▸ **EXTRAIT FOURNI**:
☆ ☆ ☆ ☆ ☆
Lecture du lundi 18 janvier 2021
REPUBLIQUE FRANCAISE

AU NOM DU PEUPLE FRANCAIS



Vu la procédure suivante :

M. B... A... a demandé au tribunal administratif de Dijon d'annuler son évaluation professionnelle au titre de l'année 2015 et la majoration d'ancienneté d'un mois dont elle a été assortie, d'enjoindre à l'administration de le promouvoir au grade d'administrateur des finances publiques adjoint (AFIPA) et de lui verser une indemnité égale à trente-six points d'indice pendant six mois à taux plein puis quinze ans à taux réduit. Par un jugement n° 1700372 du 29 janvier 2018, le tribunal administratif de Dijon a annulé le refus de la commission administrative paritaire nationale de demander la révision de l'évaluation de M. A..., et a rejeté le surplus de sa demande.
☆ ☆ ☆ ☆ ☆
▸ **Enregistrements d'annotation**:
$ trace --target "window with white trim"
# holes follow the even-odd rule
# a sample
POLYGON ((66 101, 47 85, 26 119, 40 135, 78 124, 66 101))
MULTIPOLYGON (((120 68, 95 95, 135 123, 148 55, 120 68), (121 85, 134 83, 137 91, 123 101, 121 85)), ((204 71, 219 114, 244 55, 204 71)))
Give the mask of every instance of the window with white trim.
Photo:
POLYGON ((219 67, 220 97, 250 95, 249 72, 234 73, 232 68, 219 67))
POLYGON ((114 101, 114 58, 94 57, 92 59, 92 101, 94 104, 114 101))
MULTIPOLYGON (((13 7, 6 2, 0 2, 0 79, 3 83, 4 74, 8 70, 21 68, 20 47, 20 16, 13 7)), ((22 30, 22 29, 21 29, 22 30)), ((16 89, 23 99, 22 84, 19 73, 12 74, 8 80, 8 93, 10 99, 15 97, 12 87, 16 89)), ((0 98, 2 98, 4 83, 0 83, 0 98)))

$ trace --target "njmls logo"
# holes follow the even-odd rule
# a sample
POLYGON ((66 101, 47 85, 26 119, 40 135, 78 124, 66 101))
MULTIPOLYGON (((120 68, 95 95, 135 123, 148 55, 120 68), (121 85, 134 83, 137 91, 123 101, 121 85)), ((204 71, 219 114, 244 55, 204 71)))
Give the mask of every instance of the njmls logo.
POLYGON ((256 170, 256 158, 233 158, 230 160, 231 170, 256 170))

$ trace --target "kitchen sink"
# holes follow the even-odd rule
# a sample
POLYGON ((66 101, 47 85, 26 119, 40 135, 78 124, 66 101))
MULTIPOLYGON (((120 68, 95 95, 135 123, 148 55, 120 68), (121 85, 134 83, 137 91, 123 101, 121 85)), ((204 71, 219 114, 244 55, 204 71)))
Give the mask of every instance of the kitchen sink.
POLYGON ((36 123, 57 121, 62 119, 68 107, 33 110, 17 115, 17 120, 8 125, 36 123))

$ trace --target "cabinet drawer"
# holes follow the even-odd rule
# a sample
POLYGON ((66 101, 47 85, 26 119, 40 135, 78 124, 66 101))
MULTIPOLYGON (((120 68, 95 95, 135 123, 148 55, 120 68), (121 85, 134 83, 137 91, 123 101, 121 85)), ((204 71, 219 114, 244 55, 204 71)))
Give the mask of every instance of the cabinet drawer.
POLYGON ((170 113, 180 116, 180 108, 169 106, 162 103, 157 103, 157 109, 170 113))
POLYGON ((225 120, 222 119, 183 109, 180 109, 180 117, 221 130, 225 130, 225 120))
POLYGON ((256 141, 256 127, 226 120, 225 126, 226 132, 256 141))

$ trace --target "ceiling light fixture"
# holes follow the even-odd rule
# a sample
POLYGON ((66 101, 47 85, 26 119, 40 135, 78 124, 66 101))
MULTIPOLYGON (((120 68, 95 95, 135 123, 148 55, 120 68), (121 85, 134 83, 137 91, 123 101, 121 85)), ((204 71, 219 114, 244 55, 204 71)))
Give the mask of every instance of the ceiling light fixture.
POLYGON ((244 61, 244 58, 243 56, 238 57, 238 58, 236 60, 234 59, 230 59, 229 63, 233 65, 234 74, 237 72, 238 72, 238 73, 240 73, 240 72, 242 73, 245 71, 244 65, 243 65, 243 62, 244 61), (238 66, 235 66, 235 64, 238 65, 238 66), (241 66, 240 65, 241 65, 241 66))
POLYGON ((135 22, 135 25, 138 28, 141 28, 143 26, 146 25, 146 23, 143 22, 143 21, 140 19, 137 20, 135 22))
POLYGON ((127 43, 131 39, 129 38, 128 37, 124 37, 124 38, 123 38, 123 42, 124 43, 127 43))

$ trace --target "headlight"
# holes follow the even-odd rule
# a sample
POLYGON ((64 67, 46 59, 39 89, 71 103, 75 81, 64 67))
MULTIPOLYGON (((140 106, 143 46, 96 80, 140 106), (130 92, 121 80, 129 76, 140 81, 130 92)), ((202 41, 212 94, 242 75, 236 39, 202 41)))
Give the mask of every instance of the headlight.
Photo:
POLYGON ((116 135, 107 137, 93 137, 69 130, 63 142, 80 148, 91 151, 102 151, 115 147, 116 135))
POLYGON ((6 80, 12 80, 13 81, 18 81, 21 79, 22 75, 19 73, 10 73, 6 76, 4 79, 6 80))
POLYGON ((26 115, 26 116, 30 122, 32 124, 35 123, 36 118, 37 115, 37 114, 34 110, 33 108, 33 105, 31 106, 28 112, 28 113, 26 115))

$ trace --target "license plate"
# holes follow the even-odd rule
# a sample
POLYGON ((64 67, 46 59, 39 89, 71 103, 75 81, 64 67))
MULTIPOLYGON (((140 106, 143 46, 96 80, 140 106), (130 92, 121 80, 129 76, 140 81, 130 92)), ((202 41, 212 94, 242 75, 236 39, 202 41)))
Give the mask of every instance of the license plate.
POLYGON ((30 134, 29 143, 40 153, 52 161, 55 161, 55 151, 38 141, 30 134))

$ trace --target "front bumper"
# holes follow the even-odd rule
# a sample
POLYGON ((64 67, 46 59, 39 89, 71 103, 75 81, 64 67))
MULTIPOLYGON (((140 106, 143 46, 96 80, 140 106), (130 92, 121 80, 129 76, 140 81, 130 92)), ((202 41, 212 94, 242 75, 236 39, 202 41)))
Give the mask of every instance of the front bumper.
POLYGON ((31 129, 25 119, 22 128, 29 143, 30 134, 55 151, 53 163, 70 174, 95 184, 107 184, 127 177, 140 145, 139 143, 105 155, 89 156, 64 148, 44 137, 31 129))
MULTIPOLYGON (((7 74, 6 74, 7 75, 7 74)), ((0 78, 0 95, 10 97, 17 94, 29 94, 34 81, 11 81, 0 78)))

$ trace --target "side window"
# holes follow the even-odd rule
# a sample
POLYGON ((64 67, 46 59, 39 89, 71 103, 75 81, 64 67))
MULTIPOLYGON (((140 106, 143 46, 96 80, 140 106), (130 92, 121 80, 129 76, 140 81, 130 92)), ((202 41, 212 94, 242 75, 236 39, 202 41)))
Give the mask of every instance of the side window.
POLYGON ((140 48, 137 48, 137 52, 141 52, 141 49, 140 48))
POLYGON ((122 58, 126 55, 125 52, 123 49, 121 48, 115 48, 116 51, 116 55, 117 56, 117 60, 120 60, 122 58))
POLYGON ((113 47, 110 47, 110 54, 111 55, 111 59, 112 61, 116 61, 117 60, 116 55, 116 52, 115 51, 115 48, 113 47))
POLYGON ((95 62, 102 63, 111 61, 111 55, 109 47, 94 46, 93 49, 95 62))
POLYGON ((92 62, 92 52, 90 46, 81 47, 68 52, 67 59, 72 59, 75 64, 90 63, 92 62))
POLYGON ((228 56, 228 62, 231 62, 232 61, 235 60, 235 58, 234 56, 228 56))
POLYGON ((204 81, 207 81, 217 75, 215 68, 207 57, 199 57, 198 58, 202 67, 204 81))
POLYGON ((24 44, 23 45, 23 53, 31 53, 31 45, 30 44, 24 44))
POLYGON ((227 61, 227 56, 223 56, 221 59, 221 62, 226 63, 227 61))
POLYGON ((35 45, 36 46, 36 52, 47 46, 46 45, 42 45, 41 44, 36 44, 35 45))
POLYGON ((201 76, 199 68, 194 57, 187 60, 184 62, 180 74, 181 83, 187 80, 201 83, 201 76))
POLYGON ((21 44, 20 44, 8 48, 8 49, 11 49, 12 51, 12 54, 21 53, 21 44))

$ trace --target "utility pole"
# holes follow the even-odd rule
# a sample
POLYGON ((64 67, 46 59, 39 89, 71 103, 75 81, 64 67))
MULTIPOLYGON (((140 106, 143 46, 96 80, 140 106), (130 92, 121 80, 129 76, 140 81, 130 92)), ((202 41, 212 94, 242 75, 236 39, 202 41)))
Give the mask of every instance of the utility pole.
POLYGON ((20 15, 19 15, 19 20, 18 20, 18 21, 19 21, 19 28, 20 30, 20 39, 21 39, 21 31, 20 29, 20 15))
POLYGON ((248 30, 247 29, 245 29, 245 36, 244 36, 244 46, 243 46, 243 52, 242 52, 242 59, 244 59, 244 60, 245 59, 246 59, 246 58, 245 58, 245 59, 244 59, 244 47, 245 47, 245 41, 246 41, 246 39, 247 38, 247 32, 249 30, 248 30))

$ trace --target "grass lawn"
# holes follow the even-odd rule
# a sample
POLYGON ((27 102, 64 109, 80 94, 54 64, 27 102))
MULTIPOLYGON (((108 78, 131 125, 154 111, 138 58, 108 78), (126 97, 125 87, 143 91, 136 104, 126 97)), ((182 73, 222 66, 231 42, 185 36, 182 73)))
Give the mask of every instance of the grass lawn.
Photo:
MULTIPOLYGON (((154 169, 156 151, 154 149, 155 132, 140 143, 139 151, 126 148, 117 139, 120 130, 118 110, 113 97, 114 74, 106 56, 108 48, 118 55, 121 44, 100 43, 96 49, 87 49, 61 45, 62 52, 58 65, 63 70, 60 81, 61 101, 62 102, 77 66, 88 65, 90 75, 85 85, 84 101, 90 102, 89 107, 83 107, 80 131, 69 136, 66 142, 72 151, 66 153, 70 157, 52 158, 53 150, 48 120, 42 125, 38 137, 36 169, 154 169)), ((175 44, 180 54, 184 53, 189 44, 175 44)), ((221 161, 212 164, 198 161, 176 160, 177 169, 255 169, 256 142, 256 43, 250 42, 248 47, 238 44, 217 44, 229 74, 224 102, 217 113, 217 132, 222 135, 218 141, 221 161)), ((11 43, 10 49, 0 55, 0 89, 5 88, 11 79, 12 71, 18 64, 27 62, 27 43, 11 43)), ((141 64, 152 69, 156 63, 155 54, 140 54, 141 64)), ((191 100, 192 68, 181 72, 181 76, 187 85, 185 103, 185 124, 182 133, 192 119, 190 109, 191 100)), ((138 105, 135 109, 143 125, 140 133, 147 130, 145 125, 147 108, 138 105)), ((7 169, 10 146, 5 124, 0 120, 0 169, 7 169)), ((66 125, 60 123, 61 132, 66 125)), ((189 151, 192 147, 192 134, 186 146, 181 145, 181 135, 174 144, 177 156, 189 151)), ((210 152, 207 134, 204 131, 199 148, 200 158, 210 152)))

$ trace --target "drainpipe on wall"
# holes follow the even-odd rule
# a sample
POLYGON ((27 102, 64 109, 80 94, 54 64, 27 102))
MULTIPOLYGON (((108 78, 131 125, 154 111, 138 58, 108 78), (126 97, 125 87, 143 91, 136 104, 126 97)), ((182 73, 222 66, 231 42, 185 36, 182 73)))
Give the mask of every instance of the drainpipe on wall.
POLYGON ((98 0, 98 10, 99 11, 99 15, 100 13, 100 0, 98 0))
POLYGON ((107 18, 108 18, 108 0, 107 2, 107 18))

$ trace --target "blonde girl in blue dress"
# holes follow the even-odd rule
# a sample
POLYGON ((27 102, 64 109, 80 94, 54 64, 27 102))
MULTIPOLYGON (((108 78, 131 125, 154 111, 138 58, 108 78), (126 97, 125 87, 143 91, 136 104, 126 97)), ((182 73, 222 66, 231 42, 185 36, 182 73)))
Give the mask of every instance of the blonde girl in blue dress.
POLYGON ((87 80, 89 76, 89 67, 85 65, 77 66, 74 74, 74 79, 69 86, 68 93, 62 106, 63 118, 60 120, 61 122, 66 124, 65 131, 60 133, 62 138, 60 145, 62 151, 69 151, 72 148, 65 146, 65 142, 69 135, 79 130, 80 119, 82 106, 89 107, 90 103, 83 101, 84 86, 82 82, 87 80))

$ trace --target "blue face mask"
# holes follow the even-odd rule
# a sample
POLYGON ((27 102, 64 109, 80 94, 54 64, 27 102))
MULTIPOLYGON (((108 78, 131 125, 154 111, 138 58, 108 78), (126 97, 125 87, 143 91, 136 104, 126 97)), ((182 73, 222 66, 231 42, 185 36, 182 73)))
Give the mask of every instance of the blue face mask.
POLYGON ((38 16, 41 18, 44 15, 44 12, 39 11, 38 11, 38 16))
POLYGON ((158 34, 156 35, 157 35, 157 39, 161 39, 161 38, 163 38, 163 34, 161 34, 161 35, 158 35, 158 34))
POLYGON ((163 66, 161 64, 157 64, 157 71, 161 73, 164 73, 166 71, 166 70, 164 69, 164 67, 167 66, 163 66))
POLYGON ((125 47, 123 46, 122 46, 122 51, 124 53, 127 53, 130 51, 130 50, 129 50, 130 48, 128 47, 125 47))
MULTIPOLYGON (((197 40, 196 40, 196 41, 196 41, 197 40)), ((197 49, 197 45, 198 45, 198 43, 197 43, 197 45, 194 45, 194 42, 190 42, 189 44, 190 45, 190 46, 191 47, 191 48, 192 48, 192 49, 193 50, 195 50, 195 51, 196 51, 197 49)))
☆ ☆ ☆ ☆ ☆
▸ **TRAVAIL À FAIRE**: Transcrivez mot pour mot le passage de l'extrait fourni qui commence à « M. B... A... a demandé » et se termine à « de sa demande. ».

▸ **RÉSULTAT CI-DESSOUS**:
M. B... A... a demandé au tribunal administratif de Dijon d'annuler son évaluation professionnelle au titre de l'année 2015 et la majoration d'ancienneté d'un mois dont elle a été assortie, d'enjoindre à l'administration de le promouvoir au grade d'administrateur des finances publiques adjoint (AFIPA) et de lui verser une indemnité égale à trente-six points d'indice pendant six mois à taux plein puis quinze ans à taux réduit. Par un jugement n° 1700372 du 29 janvier 2018, le tribunal administratif de Dijon a annulé le refus de la commission administrative paritaire nationale de demander la révision de l'évaluation de M. A..., et a rejeté le surplus de sa demande.